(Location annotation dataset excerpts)
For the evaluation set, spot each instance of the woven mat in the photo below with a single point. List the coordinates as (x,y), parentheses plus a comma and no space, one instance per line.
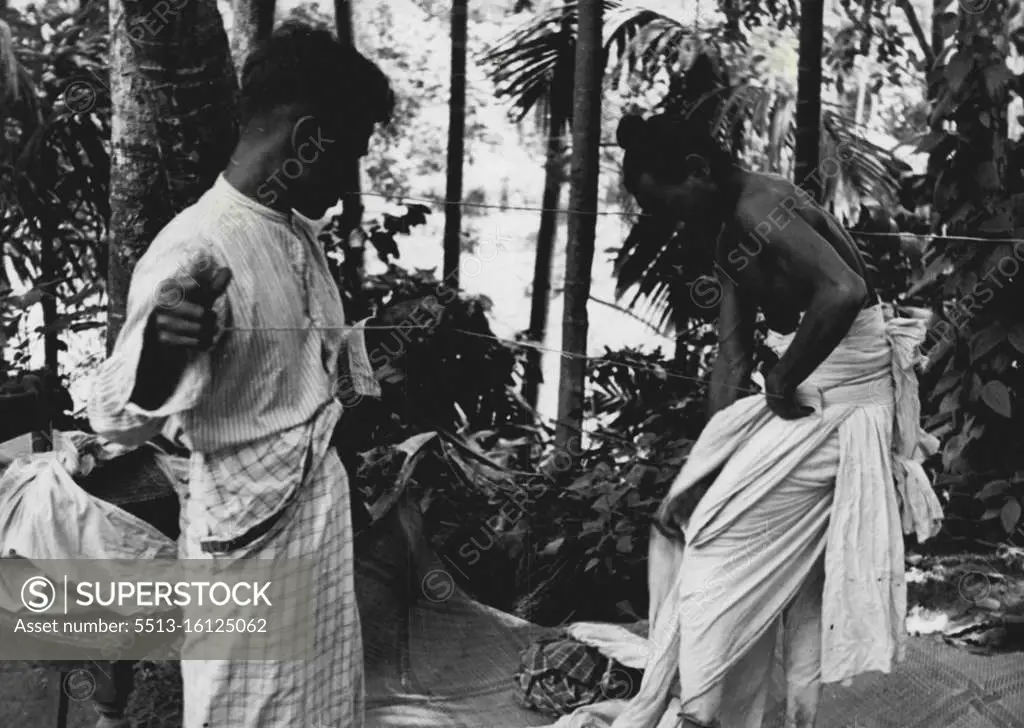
(448,660)
(937,686)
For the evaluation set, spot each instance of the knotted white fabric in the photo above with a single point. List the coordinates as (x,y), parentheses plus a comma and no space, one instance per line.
(842,484)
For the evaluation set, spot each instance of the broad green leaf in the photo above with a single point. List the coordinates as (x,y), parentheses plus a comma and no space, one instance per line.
(1011,515)
(956,71)
(1016,337)
(552,548)
(951,401)
(995,487)
(945,384)
(986,340)
(945,24)
(973,390)
(954,445)
(931,140)
(996,396)
(987,176)
(996,78)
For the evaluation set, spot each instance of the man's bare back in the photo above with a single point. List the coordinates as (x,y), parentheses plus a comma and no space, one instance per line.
(748,252)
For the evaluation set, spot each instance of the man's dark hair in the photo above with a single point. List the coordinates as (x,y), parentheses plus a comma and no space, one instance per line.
(304,66)
(670,150)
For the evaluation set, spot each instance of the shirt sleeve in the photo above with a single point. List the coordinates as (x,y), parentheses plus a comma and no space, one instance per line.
(112,415)
(355,362)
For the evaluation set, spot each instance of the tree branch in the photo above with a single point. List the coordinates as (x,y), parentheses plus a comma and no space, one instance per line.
(919,33)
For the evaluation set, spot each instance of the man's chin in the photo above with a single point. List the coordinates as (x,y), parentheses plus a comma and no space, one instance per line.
(311,210)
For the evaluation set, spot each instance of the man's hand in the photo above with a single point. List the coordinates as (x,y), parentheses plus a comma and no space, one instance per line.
(422,314)
(183,322)
(184,318)
(782,400)
(673,515)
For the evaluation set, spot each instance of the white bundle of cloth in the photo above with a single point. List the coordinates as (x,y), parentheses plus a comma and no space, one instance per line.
(45,516)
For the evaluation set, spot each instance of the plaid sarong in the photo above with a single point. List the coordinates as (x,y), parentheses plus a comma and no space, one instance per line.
(558,675)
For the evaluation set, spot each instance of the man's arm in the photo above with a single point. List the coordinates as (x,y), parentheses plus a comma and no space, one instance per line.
(838,294)
(734,361)
(140,385)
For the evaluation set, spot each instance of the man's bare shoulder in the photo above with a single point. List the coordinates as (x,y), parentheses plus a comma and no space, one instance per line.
(767,203)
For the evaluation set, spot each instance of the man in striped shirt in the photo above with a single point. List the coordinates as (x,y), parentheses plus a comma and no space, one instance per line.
(228,335)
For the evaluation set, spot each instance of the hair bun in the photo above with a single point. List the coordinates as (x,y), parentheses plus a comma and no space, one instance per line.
(632,129)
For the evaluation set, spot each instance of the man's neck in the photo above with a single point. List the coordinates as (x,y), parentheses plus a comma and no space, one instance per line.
(254,167)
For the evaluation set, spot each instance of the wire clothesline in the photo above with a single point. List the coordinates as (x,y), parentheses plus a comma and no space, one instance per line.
(626,213)
(658,371)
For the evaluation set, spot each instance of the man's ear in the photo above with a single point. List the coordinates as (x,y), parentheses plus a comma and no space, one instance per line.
(696,165)
(632,130)
(305,131)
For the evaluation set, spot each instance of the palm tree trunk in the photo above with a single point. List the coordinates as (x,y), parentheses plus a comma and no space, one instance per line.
(808,134)
(353,267)
(457,141)
(253,23)
(546,236)
(173,95)
(49,302)
(173,92)
(583,225)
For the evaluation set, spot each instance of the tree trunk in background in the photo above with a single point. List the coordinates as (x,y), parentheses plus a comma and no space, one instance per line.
(546,237)
(51,340)
(808,135)
(253,23)
(457,141)
(353,267)
(173,92)
(583,226)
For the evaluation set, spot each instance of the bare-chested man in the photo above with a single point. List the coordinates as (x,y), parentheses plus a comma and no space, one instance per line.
(800,480)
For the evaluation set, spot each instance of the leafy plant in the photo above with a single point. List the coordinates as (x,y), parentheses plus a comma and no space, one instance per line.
(976,346)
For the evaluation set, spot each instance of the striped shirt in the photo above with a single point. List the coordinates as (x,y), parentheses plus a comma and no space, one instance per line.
(260,402)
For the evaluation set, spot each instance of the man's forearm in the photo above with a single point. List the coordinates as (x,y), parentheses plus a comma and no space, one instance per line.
(159,374)
(727,382)
(827,320)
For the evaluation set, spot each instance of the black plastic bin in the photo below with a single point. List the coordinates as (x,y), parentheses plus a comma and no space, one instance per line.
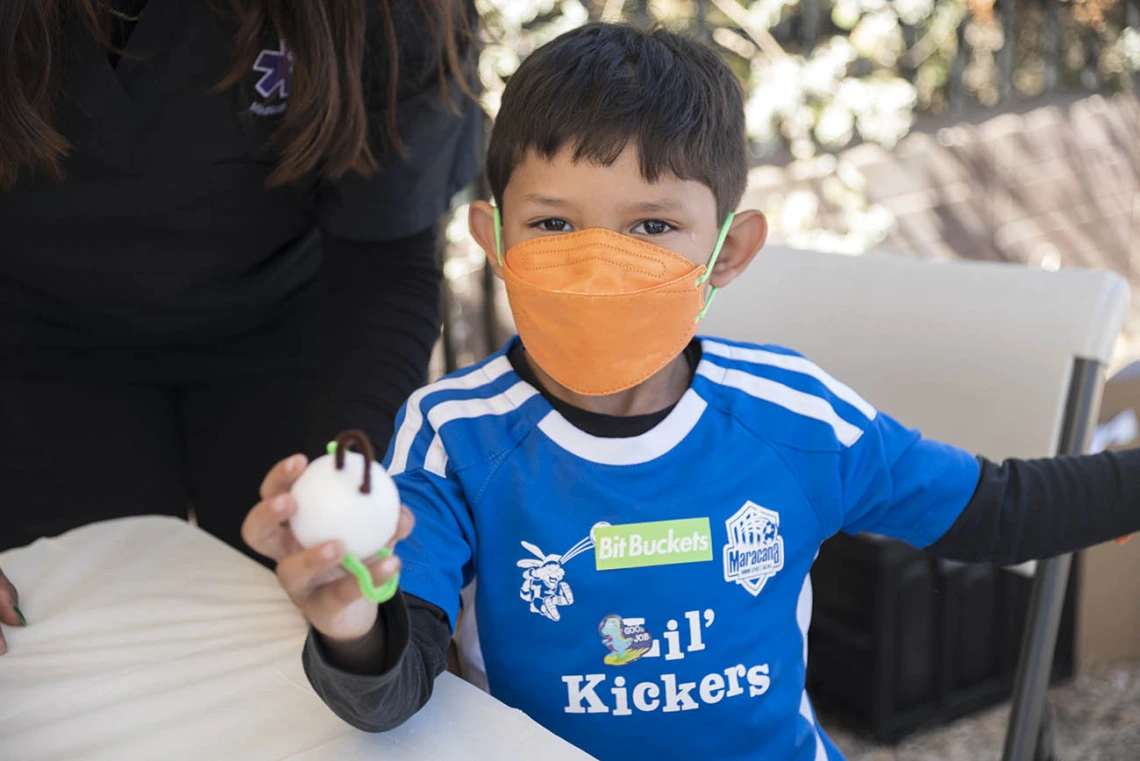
(901,640)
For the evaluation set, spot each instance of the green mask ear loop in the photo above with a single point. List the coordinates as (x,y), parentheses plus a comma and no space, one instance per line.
(498,235)
(708,270)
(387,590)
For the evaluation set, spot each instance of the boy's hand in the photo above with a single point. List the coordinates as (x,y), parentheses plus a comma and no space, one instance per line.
(9,612)
(325,594)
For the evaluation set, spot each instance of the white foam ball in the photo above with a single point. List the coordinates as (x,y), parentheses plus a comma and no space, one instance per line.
(330,506)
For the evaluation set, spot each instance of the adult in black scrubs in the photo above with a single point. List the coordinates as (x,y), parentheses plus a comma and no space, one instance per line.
(217,242)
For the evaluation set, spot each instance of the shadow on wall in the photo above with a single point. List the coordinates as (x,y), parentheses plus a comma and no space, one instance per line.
(1057,185)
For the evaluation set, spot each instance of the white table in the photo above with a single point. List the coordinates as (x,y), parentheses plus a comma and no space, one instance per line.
(151,640)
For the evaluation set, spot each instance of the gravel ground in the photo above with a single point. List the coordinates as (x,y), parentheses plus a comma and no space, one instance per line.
(1096,718)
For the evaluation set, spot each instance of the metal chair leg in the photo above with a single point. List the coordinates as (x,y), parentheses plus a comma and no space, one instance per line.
(1031,688)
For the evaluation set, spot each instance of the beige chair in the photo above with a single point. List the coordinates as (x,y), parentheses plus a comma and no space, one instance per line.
(1002,360)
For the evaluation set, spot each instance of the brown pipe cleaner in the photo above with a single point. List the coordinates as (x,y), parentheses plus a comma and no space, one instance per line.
(347,439)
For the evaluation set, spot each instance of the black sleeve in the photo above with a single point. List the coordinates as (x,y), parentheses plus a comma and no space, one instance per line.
(1031,509)
(380,320)
(383,695)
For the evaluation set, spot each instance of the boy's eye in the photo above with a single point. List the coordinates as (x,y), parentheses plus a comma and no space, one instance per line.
(652,227)
(553,224)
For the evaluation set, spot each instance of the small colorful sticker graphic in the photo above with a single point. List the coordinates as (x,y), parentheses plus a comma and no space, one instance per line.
(626,640)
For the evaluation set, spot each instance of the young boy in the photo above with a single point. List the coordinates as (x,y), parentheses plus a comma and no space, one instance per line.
(642,508)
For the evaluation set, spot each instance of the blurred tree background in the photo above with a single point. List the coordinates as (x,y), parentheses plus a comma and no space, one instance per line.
(823,75)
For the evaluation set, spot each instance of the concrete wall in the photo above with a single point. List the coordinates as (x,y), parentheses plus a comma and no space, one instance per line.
(1055,185)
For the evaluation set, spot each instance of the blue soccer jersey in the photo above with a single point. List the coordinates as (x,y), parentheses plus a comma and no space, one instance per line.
(651,595)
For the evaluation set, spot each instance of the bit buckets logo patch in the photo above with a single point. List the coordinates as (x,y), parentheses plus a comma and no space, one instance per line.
(754,551)
(627,640)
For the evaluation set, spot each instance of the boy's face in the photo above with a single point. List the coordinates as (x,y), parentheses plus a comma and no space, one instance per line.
(556,196)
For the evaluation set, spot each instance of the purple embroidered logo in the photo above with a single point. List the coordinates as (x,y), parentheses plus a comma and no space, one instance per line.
(276,67)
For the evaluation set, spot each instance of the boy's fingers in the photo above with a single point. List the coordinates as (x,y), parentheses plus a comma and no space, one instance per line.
(281,476)
(301,573)
(9,598)
(404,528)
(344,591)
(263,531)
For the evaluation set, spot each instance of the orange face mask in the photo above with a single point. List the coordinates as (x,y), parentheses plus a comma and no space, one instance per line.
(601,311)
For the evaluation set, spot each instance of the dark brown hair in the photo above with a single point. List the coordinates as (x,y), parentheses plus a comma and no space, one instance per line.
(602,86)
(325,127)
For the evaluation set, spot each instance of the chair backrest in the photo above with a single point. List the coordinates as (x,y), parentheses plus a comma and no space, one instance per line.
(975,354)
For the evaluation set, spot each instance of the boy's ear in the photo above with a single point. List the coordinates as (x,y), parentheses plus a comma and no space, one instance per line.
(481,223)
(746,237)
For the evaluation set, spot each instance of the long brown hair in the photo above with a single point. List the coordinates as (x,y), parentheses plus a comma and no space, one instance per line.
(325,127)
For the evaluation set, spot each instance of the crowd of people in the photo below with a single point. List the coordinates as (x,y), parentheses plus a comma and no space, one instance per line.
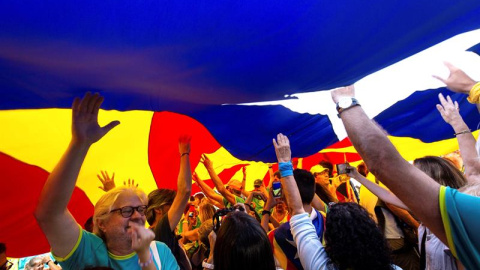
(424,216)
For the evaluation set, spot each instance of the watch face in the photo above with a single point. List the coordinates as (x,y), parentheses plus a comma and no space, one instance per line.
(345,102)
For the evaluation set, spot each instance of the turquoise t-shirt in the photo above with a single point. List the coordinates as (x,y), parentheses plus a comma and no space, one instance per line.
(237,200)
(461,220)
(91,251)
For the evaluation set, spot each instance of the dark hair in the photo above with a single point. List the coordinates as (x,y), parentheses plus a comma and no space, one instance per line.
(324,194)
(441,170)
(89,224)
(156,199)
(329,165)
(353,240)
(242,244)
(362,169)
(204,230)
(306,185)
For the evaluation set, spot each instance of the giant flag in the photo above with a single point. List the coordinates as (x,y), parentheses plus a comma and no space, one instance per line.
(172,67)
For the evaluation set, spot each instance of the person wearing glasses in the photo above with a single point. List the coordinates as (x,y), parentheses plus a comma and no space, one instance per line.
(120,239)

» Set task:
Print only the lines from the line that contains "For the evaluation set, spot each instance of the long" to the final line of the data, inclusive. Pictures stay out.

» Answer to the task:
For the evaluation set, spot each instance of the long brown hair in the photo above with a single point. List the coordinates as (x,y), parentheses plus a comma and no space, one instance per line.
(325,127)
For the evaluation set, spot each instance of the crowd of people in the photo below with a single point. List the coordinates as (x,y), parentheses plus a comma and no space, one instance per line.
(424,216)
For the evaluation set, spot each instance of the watch face in the photo above with a single point. List the coordinates as (x,y), parentheses plus a comma and no space, one instance per line.
(345,102)
For the evaluation set, spot each instance of the turquoise t-shirt in the photo above with a single point. List the coordinates as (x,y), parentheses plus a comma and no space, one instance per line.
(237,200)
(461,220)
(91,251)
For the evaluation set, spot each instance of the dark hair in the photo above with a single point. List the coordinates as (x,y), parentheses plus a comma and no space, one instance per line.
(324,194)
(441,170)
(89,224)
(156,199)
(329,165)
(353,240)
(242,244)
(362,169)
(204,230)
(306,185)
For the evaluation set, spot each instance of the giant flag in the photo above with a single point. List the coordinates as (x,y), parentheses plus a comma and no space, one instance per line.
(172,67)
For the evaluation set, spot each instance of the person wearing glasses in the photo above with a single point. List the coordinates as (x,y), parentheses plus a comma and no space, one instance per line.
(120,239)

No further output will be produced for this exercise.